* Required work: Copy the items below word for word, from the line with "GET /v1/detect?q=roof eaves" up to and including the last line of the items.

╔══

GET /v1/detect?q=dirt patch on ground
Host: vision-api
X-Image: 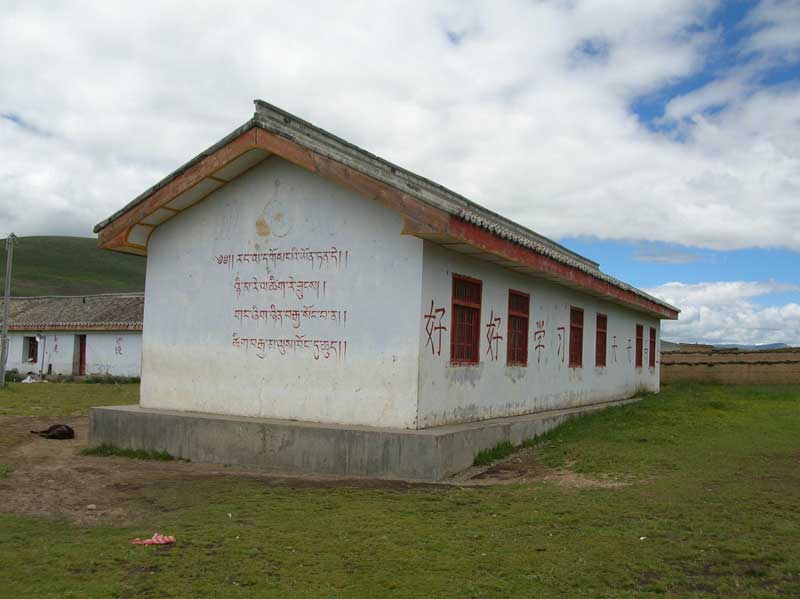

[0,416,629,524]
[448,447,631,489]
[0,416,446,524]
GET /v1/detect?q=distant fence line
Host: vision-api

[661,348,800,385]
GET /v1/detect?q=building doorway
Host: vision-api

[72,335,86,376]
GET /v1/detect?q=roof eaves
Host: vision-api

[94,119,256,233]
[254,100,599,268]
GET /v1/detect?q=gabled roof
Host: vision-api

[94,100,679,319]
[0,293,144,331]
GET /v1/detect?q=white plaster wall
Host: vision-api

[84,331,142,376]
[141,157,422,428]
[419,243,659,428]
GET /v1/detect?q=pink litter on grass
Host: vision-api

[131,533,175,545]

╚══

* Result of the exercise:
GET /v1/detect?q=roof eaves
Host: vision-api

[94,119,256,233]
[254,100,599,268]
GET /v1/detect?q=gabled roof
Host: vision-api

[94,100,679,319]
[0,293,144,331]
GET /v1/detect?q=white plaster wall
Host: vision-api

[84,331,142,376]
[141,157,422,428]
[419,243,659,428]
GET /v1/detect?q=pink litter on grass
Host: vision-api

[131,533,175,545]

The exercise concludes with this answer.